§ TASK DETAILS: Among the entries that follow, some lines contain the word "hole". Show all of them.

§ DATA FOR ANALYSIS:
== Segment start ==

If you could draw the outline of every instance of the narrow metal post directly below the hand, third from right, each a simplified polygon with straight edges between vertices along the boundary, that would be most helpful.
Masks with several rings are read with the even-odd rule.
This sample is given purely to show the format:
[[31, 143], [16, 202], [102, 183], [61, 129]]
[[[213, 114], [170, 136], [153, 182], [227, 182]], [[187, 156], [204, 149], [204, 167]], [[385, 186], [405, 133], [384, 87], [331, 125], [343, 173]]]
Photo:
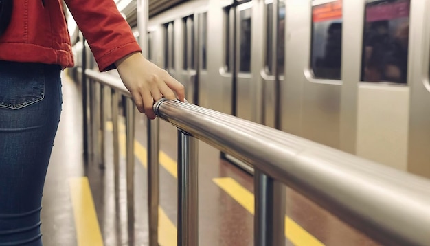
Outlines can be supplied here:
[[149, 245], [158, 245], [159, 118], [147, 120]]

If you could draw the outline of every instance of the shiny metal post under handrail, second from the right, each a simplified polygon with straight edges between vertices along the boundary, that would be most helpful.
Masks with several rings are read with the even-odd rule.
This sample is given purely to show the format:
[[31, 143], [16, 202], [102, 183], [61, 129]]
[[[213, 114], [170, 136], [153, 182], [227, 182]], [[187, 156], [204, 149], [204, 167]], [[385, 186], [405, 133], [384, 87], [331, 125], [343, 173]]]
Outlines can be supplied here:
[[178, 131], [178, 245], [199, 245], [197, 139]]

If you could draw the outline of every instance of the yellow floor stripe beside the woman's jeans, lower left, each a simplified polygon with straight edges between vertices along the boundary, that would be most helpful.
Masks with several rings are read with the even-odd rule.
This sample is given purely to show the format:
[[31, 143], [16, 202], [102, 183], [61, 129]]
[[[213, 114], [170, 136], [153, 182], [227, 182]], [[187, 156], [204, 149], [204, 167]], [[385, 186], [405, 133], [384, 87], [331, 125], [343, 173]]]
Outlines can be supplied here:
[[79, 246], [103, 246], [102, 233], [87, 177], [69, 179], [71, 203]]

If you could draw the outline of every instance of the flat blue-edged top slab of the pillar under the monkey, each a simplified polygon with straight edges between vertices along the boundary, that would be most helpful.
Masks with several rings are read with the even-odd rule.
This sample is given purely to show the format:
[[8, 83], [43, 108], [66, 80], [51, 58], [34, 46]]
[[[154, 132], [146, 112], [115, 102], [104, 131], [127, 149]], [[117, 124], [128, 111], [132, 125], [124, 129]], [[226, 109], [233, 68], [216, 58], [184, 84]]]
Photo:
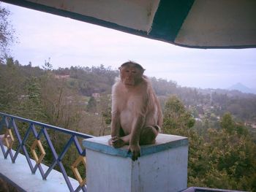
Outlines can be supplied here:
[[[89, 150], [106, 153], [108, 155], [116, 155], [124, 158], [132, 158], [131, 153], [128, 153], [128, 145], [120, 148], [114, 148], [108, 145], [108, 139], [110, 135], [103, 137], [94, 137], [83, 140], [83, 146]], [[149, 155], [152, 153], [158, 153], [163, 150], [170, 148], [176, 148], [188, 145], [187, 137], [181, 137], [170, 134], [158, 134], [156, 143], [154, 145], [141, 145], [140, 146], [140, 157], [143, 155]]]

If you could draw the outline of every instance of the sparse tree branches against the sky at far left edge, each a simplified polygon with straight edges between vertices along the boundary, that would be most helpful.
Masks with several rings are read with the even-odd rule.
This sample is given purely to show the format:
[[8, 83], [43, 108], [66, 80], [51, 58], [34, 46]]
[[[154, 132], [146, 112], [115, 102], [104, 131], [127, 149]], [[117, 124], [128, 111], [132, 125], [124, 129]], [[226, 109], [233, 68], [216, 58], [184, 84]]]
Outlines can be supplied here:
[[15, 30], [12, 28], [12, 24], [8, 17], [10, 11], [1, 6], [0, 2], [0, 62], [4, 61], [4, 58], [9, 55], [8, 47], [15, 42]]

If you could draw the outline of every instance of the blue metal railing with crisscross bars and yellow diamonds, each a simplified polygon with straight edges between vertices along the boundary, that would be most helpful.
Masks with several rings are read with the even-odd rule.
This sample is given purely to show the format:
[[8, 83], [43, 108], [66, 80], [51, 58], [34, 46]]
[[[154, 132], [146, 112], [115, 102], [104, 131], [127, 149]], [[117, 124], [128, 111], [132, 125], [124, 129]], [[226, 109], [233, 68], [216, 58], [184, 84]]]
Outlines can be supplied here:
[[[35, 173], [37, 171], [37, 169], [39, 169], [39, 172], [42, 175], [43, 180], [46, 180], [46, 178], [48, 177], [48, 174], [50, 174], [50, 172], [53, 170], [53, 168], [56, 165], [58, 165], [60, 172], [63, 174], [64, 180], [67, 183], [67, 187], [69, 188], [69, 191], [80, 191], [80, 190], [86, 191], [86, 185], [85, 185], [84, 180], [80, 181], [79, 178], [77, 177], [76, 173], [74, 173], [74, 174], [75, 174], [75, 177], [77, 177], [80, 185], [78, 185], [78, 187], [75, 189], [72, 187], [72, 184], [69, 181], [69, 177], [67, 175], [66, 169], [64, 168], [64, 164], [63, 164], [62, 160], [64, 158], [64, 155], [67, 153], [67, 151], [69, 150], [69, 147], [72, 144], [75, 145], [75, 148], [78, 151], [78, 154], [80, 155], [78, 157], [78, 161], [80, 161], [79, 159], [83, 159], [86, 156], [86, 149], [82, 149], [78, 139], [88, 139], [93, 136], [88, 135], [88, 134], [81, 134], [76, 131], [70, 131], [70, 130], [67, 130], [64, 128], [59, 128], [56, 126], [50, 126], [48, 124], [39, 123], [34, 120], [28, 120], [28, 119], [20, 118], [20, 117], [13, 116], [13, 115], [7, 115], [2, 112], [0, 112], [0, 120], [1, 120], [0, 121], [0, 133], [4, 131], [4, 128], [6, 129], [4, 138], [0, 139], [0, 146], [1, 146], [1, 150], [4, 154], [4, 158], [7, 158], [7, 156], [10, 155], [12, 163], [15, 163], [15, 160], [18, 157], [18, 154], [20, 152], [23, 152], [23, 154], [26, 156], [26, 160], [29, 164], [29, 168], [31, 169], [31, 172]], [[25, 128], [26, 131], [23, 134], [23, 138], [20, 137], [20, 130], [17, 126], [17, 123], [23, 123], [23, 125], [26, 124], [28, 126]], [[15, 150], [12, 150], [12, 143], [13, 143], [12, 130], [15, 133], [14, 134], [15, 139], [17, 139], [17, 141], [18, 141], [18, 145], [15, 146]], [[37, 131], [37, 130], [39, 130], [39, 131]], [[59, 155], [56, 152], [56, 148], [53, 146], [53, 142], [52, 142], [52, 139], [50, 138], [50, 135], [48, 134], [48, 131], [50, 131], [50, 130], [56, 131], [57, 133], [65, 134], [68, 138], [67, 142], [64, 144], [64, 147], [61, 147], [61, 152], [59, 153]], [[37, 159], [37, 155], [36, 155], [36, 157], [34, 157], [37, 159], [36, 160], [37, 163], [34, 166], [31, 163], [31, 157], [29, 155], [29, 152], [28, 152], [27, 146], [26, 146], [26, 143], [28, 142], [28, 139], [29, 139], [29, 135], [33, 135], [35, 142], [39, 142], [39, 143], [41, 143], [40, 139], [42, 139], [44, 137], [46, 140], [45, 143], [47, 143], [48, 147], [50, 148], [50, 151], [53, 155], [53, 161], [51, 162], [51, 164], [48, 167], [48, 170], [46, 172], [44, 172], [44, 170], [42, 169], [41, 161]], [[5, 145], [7, 145], [7, 147], [4, 147], [4, 141], [5, 141]], [[37, 145], [37, 143], [34, 146], [38, 147], [42, 153], [43, 149], [39, 145]], [[15, 153], [12, 153], [13, 151], [15, 151]], [[42, 158], [43, 158], [43, 156], [42, 156]], [[78, 161], [77, 161], [77, 163], [75, 163], [75, 166], [79, 163]], [[73, 167], [73, 169], [74, 169], [74, 167]], [[75, 167], [75, 169], [77, 169], [77, 168]]]

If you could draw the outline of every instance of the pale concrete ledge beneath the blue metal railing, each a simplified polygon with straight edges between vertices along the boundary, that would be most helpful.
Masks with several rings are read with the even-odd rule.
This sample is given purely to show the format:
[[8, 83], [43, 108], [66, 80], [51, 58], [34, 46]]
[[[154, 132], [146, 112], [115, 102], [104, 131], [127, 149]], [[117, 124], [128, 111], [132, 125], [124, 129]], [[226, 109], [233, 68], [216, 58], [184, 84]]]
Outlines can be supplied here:
[[[6, 147], [5, 147], [6, 149]], [[15, 153], [12, 150], [12, 153]], [[34, 160], [31, 160], [34, 165]], [[44, 172], [48, 169], [48, 166], [42, 165]], [[33, 191], [33, 192], [69, 192], [69, 188], [64, 180], [61, 172], [52, 170], [47, 177], [47, 180], [42, 180], [42, 176], [37, 170], [35, 174], [31, 173], [29, 169], [29, 164], [26, 161], [26, 157], [19, 154], [16, 158], [15, 164], [12, 164], [10, 157], [4, 159], [4, 155], [0, 149], [0, 177], [7, 182], [14, 185], [20, 191]], [[77, 180], [69, 177], [70, 183], [73, 188], [77, 188], [79, 183]]]

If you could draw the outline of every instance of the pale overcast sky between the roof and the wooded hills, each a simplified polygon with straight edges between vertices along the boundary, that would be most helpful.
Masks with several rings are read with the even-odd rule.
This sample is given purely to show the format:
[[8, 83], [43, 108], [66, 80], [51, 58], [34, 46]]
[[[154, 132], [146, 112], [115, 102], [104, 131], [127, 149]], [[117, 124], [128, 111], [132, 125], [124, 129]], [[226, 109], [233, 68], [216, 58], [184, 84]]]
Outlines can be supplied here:
[[148, 77], [193, 88], [229, 88], [241, 82], [256, 89], [256, 49], [202, 50], [126, 34], [45, 12], [1, 3], [10, 10], [18, 43], [11, 54], [20, 64], [54, 69], [110, 66], [135, 61]]

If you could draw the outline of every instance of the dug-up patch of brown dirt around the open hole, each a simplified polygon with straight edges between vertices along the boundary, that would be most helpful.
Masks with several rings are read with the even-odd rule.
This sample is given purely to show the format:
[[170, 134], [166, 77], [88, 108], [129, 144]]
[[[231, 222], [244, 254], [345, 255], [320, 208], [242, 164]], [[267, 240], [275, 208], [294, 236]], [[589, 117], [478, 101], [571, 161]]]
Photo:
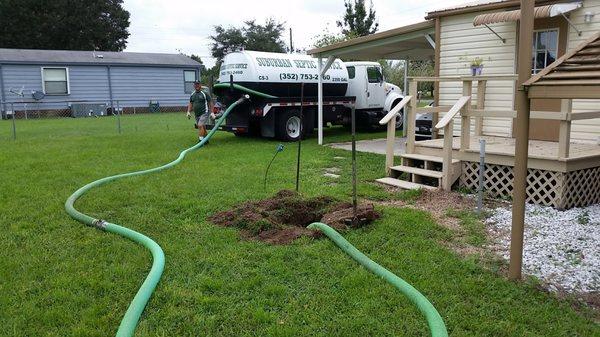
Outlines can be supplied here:
[[[366, 225], [379, 218], [372, 204], [359, 205], [358, 218]], [[213, 214], [209, 221], [242, 230], [242, 237], [271, 244], [288, 244], [307, 236], [318, 237], [318, 231], [307, 229], [313, 222], [324, 222], [337, 230], [350, 226], [345, 219], [353, 215], [352, 204], [322, 196], [303, 198], [294, 191], [282, 190], [269, 199], [246, 202], [233, 209]]]

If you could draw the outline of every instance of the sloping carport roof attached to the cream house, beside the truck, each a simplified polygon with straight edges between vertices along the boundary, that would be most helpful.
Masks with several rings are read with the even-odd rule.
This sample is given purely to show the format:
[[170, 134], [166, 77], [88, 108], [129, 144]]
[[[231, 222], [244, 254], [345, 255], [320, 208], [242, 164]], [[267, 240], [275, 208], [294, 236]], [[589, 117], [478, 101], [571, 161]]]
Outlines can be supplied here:
[[426, 36], [430, 36], [434, 32], [434, 21], [423, 21], [311, 49], [307, 53], [320, 57], [334, 55], [341, 58], [360, 60], [430, 59], [433, 58], [435, 52]]

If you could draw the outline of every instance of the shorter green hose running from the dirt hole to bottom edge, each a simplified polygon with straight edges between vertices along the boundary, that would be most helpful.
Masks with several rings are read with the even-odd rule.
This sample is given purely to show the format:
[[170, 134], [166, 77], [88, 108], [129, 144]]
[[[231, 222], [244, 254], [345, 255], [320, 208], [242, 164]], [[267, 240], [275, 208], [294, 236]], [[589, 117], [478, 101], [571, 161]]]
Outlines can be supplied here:
[[327, 235], [331, 241], [333, 241], [341, 250], [343, 250], [346, 254], [350, 255], [356, 262], [361, 264], [363, 267], [367, 268], [377, 276], [383, 278], [388, 283], [396, 287], [396, 289], [400, 290], [402, 294], [408, 297], [416, 306], [419, 308], [421, 313], [425, 315], [427, 319], [427, 324], [429, 325], [429, 329], [431, 330], [432, 337], [448, 337], [448, 332], [446, 331], [446, 325], [444, 325], [444, 320], [437, 312], [435, 307], [427, 300], [423, 294], [421, 294], [417, 289], [411, 286], [409, 283], [394, 275], [389, 270], [380, 266], [373, 260], [369, 259], [365, 254], [363, 254], [360, 250], [356, 249], [350, 242], [344, 239], [340, 233], [336, 232], [335, 229], [327, 226], [324, 223], [315, 222], [308, 226], [309, 229], [317, 229], [323, 232], [323, 234]]

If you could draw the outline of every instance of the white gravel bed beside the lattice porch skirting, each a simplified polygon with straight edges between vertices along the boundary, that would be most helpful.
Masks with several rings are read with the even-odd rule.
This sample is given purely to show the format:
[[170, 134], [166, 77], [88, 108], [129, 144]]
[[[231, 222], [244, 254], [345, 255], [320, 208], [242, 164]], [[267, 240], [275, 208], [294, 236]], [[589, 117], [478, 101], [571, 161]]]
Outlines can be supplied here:
[[[508, 260], [511, 209], [491, 213], [486, 220], [491, 248]], [[539, 278], [551, 291], [600, 291], [600, 205], [558, 211], [528, 204], [523, 272]]]

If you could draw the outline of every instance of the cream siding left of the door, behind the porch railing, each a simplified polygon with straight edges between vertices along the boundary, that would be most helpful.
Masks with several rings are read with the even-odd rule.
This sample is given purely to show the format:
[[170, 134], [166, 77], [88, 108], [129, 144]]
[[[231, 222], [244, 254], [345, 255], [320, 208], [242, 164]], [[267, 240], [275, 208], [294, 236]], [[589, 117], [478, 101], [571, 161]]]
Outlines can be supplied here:
[[[484, 74], [514, 74], [517, 25], [514, 22], [490, 25], [506, 39], [500, 39], [485, 27], [473, 27], [473, 19], [481, 13], [469, 13], [441, 18], [440, 76], [465, 76], [471, 74], [470, 60], [481, 57]], [[477, 84], [473, 84], [473, 104], [477, 100]], [[490, 81], [485, 95], [486, 108], [510, 110], [513, 108], [514, 83]], [[440, 84], [440, 105], [453, 105], [462, 96], [462, 83]], [[511, 135], [512, 121], [508, 118], [485, 118], [483, 132], [488, 135]], [[460, 132], [460, 121], [455, 120], [455, 134]]]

== Segment end ==

§ SOLUTION BELOW:
If you could draw the outline of every instance of the dug-up patch of brown dirt around the open hole, each a simplified polygon with straight edges between vertices along the boundary, that would be most helpful.
If you could draw the outline of every instance of the shorter green hose running from the dirt hole to bottom edge, each a simplified polygon with straight edges between vertices along the boundary, that would be most helpful.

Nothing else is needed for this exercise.